[What to work on] Pick out every row below that contains the word "fuselage", treating uppercase and lowercase as different, and copy each one.

[Material for this task]

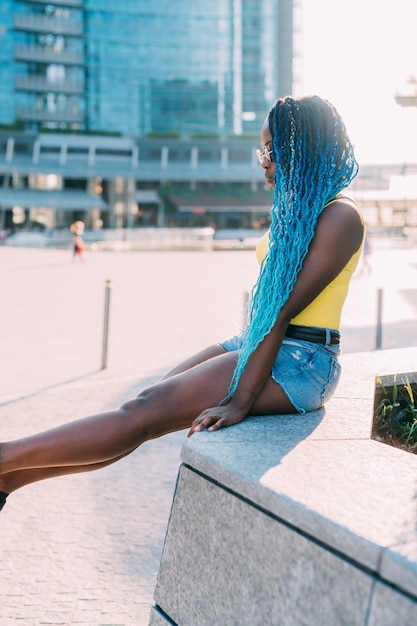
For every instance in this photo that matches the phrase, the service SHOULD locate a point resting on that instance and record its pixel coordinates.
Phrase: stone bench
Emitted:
(296, 520)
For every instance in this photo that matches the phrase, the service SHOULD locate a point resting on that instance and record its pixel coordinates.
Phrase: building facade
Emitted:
(135, 68)
(183, 85)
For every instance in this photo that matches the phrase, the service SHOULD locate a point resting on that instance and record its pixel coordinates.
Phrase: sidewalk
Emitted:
(85, 549)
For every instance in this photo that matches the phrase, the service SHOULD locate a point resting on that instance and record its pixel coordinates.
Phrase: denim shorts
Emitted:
(307, 372)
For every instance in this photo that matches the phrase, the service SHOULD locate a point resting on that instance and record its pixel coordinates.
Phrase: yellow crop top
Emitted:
(325, 310)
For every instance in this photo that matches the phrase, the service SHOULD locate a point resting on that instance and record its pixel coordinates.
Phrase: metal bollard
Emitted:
(106, 324)
(378, 343)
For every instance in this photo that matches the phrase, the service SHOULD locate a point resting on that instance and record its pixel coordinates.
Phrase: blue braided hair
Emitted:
(314, 161)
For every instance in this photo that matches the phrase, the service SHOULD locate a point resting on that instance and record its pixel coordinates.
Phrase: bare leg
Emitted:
(20, 478)
(167, 406)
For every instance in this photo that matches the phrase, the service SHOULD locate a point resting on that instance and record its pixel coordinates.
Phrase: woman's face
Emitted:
(265, 158)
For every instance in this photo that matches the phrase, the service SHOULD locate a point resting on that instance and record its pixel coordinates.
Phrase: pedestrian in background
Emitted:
(77, 229)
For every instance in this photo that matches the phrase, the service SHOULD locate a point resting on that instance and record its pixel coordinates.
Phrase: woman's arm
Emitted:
(338, 235)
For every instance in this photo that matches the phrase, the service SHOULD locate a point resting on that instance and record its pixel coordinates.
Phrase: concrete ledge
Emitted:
(296, 519)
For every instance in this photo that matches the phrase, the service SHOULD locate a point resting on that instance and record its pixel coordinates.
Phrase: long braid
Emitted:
(314, 161)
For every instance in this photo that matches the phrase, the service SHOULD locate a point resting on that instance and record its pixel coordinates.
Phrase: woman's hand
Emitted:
(217, 417)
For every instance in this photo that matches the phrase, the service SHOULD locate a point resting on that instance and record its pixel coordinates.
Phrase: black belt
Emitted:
(313, 334)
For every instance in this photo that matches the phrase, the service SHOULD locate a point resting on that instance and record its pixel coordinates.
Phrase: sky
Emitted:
(358, 54)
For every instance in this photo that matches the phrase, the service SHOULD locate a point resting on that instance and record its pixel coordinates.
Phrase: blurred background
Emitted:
(133, 116)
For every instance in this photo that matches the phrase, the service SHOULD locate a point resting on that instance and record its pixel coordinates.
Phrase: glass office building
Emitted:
(136, 68)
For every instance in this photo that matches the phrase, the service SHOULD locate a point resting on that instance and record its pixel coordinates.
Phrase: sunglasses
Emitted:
(264, 154)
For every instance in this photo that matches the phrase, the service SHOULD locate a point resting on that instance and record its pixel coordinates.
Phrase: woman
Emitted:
(286, 360)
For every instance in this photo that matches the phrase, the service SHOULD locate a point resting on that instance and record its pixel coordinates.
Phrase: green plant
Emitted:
(395, 414)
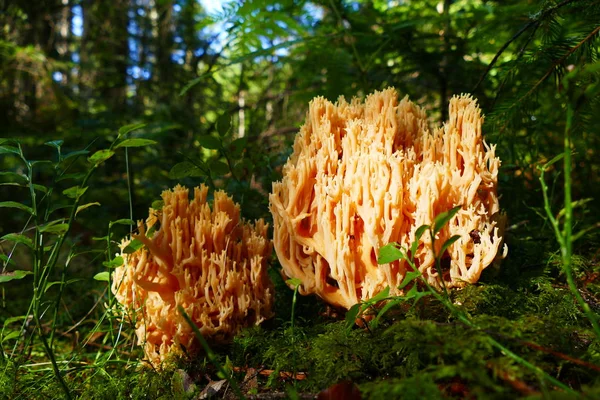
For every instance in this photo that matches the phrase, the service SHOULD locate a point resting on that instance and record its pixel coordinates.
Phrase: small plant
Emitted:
(563, 222)
(393, 252)
(45, 237)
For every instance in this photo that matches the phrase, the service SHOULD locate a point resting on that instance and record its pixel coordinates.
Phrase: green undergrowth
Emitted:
(420, 351)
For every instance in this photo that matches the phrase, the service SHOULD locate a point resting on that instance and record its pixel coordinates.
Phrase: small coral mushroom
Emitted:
(363, 175)
(209, 262)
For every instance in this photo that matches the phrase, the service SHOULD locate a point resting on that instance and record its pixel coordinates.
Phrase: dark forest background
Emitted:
(78, 70)
(221, 88)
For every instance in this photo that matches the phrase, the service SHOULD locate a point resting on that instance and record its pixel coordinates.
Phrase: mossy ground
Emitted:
(418, 351)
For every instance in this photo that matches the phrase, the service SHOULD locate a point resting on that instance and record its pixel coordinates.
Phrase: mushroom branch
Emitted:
(210, 262)
(365, 174)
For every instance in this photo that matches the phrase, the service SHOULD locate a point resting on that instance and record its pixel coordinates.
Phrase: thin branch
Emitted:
(516, 36)
(555, 64)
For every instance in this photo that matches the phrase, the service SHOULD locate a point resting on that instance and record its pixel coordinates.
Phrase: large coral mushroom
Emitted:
(209, 262)
(363, 175)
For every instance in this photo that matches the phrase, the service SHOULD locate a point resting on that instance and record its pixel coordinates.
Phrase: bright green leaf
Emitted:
(209, 142)
(224, 124)
(75, 154)
(124, 221)
(6, 260)
(408, 278)
(449, 243)
(76, 176)
(57, 229)
(443, 218)
(55, 143)
(114, 263)
(184, 169)
(11, 335)
(124, 130)
(158, 204)
(136, 142)
(236, 148)
(133, 246)
(418, 234)
(100, 156)
(14, 204)
(13, 176)
(390, 253)
(384, 294)
(18, 238)
(74, 192)
(219, 168)
(9, 149)
(293, 282)
(389, 305)
(351, 316)
(102, 276)
(84, 206)
(12, 275)
(70, 281)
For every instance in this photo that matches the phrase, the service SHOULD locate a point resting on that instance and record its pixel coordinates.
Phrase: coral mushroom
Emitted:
(210, 262)
(363, 175)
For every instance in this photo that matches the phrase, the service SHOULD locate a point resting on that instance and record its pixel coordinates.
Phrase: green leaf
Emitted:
(18, 238)
(76, 176)
(418, 234)
(390, 253)
(133, 246)
(70, 281)
(55, 143)
(40, 188)
(102, 276)
(74, 192)
(209, 142)
(37, 162)
(6, 260)
(14, 204)
(219, 168)
(13, 176)
(114, 263)
(12, 275)
(443, 218)
(137, 142)
(185, 169)
(124, 130)
(9, 149)
(75, 154)
(84, 206)
(414, 293)
(124, 221)
(408, 278)
(223, 124)
(3, 140)
(293, 282)
(55, 228)
(384, 294)
(99, 239)
(351, 316)
(11, 335)
(100, 156)
(448, 243)
(236, 148)
(157, 204)
(389, 305)
(549, 163)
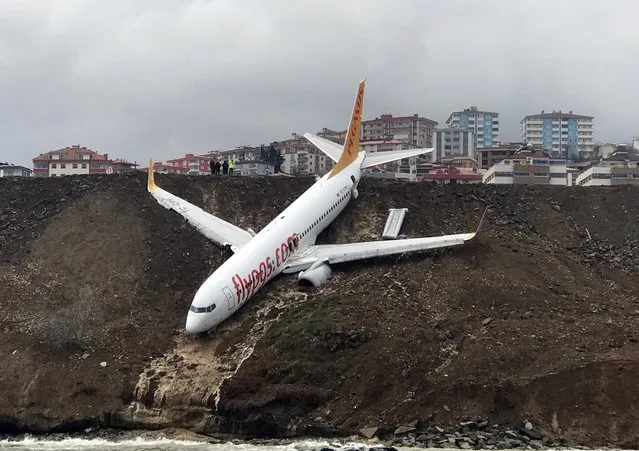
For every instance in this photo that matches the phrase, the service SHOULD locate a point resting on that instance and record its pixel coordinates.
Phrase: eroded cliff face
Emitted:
(535, 319)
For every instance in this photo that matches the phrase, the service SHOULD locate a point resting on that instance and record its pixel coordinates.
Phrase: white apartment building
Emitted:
(301, 157)
(73, 160)
(12, 170)
(414, 130)
(483, 124)
(247, 168)
(531, 171)
(451, 142)
(407, 168)
(564, 135)
(621, 168)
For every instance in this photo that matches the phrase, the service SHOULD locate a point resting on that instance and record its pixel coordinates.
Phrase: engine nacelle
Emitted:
(315, 275)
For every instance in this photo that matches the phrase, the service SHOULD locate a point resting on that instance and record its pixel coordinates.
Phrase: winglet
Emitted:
(151, 186)
(351, 146)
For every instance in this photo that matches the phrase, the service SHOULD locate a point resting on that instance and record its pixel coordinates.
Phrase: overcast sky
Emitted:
(160, 78)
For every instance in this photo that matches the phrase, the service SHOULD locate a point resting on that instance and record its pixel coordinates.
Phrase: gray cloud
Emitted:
(163, 77)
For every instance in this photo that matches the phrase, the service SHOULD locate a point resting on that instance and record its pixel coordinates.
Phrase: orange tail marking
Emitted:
(351, 146)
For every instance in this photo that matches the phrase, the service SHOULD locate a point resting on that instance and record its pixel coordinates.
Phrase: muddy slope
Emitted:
(534, 320)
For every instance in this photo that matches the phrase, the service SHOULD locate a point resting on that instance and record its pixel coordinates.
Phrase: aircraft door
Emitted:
(229, 297)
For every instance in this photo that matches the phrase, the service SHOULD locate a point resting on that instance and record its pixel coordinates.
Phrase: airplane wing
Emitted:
(217, 230)
(373, 159)
(340, 253)
(333, 150)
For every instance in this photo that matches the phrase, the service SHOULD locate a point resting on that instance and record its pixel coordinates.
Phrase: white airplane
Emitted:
(287, 243)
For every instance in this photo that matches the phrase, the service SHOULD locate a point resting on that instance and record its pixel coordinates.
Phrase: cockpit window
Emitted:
(195, 309)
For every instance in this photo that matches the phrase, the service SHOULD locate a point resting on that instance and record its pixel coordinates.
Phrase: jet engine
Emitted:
(316, 275)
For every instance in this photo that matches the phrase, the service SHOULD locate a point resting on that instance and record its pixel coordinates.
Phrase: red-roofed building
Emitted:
(451, 174)
(73, 160)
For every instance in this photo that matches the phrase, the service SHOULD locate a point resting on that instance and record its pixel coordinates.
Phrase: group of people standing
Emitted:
(226, 167)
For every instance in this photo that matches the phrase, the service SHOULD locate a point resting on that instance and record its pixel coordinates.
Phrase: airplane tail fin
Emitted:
(351, 146)
(151, 186)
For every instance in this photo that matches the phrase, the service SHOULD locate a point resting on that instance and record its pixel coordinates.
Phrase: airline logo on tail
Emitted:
(351, 146)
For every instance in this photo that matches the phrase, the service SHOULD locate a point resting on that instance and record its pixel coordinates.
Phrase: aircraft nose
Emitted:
(194, 324)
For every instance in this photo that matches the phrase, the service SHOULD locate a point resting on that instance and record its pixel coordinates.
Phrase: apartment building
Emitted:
(450, 142)
(483, 124)
(12, 170)
(490, 156)
(240, 153)
(191, 164)
(538, 169)
(301, 157)
(253, 168)
(414, 130)
(564, 135)
(162, 168)
(406, 168)
(621, 168)
(72, 160)
(452, 175)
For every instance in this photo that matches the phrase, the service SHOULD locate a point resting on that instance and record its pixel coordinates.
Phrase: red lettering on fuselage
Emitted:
(245, 287)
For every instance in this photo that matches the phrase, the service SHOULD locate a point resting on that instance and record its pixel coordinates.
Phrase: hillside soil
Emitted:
(534, 321)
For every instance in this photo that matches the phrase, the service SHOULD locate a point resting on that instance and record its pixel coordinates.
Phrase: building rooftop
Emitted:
(556, 114)
(391, 118)
(374, 142)
(71, 153)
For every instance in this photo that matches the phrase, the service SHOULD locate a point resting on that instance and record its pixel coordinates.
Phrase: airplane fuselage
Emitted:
(265, 255)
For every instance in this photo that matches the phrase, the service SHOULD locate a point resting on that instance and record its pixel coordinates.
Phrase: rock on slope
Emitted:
(535, 319)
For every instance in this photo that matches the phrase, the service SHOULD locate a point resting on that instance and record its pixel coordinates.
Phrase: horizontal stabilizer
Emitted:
(331, 149)
(373, 159)
(341, 253)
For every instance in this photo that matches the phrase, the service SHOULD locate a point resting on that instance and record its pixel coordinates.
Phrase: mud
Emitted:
(534, 321)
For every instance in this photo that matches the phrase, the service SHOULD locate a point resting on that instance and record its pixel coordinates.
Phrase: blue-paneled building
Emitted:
(483, 124)
(564, 135)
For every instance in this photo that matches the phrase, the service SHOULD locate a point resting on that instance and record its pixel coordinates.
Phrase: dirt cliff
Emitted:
(535, 320)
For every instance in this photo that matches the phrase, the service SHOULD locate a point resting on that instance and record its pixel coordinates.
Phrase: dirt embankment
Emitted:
(535, 320)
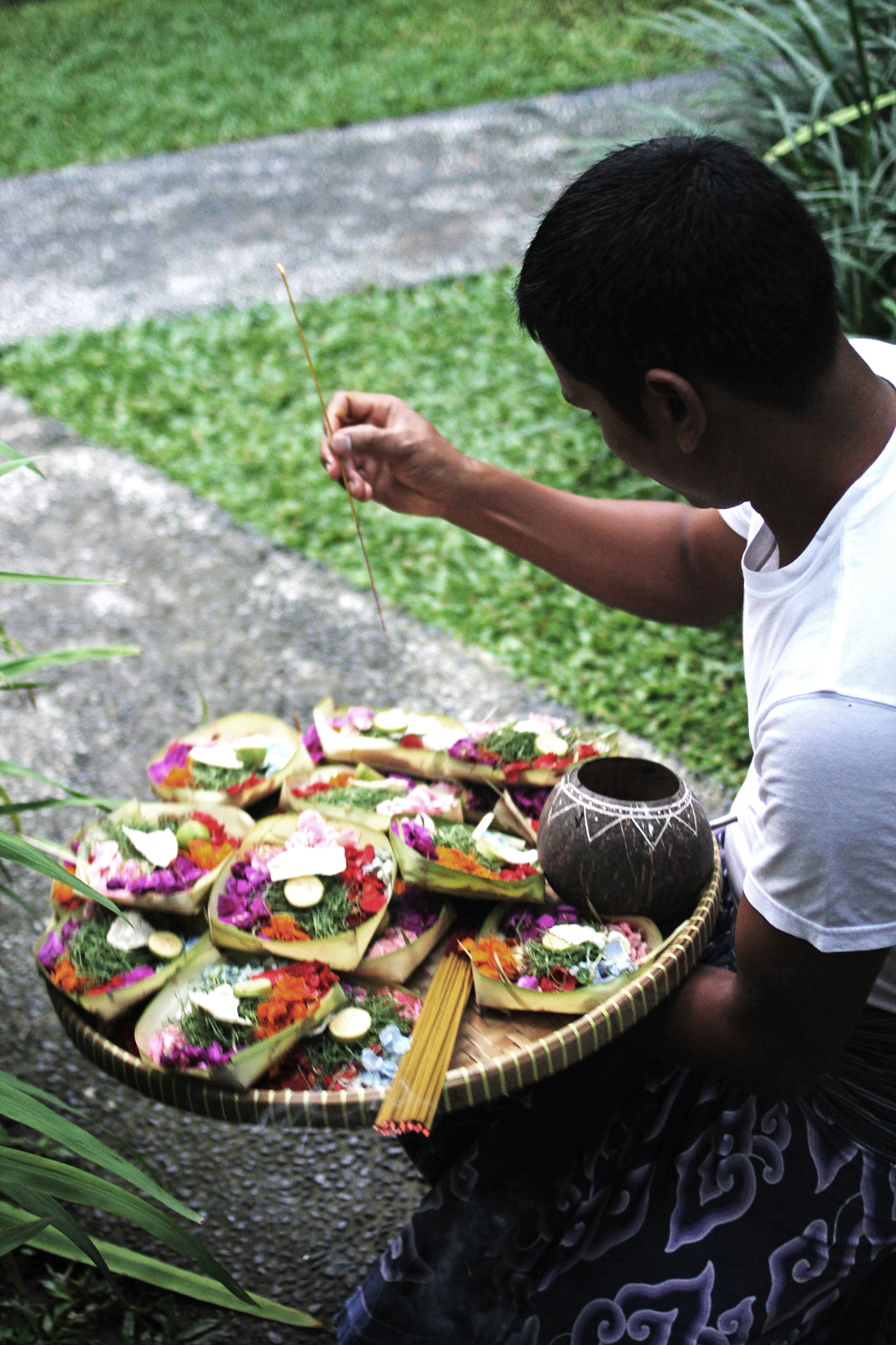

[Output of the exercise]
Phrase: red lettering on fuselage
Phrase: airplane fuselage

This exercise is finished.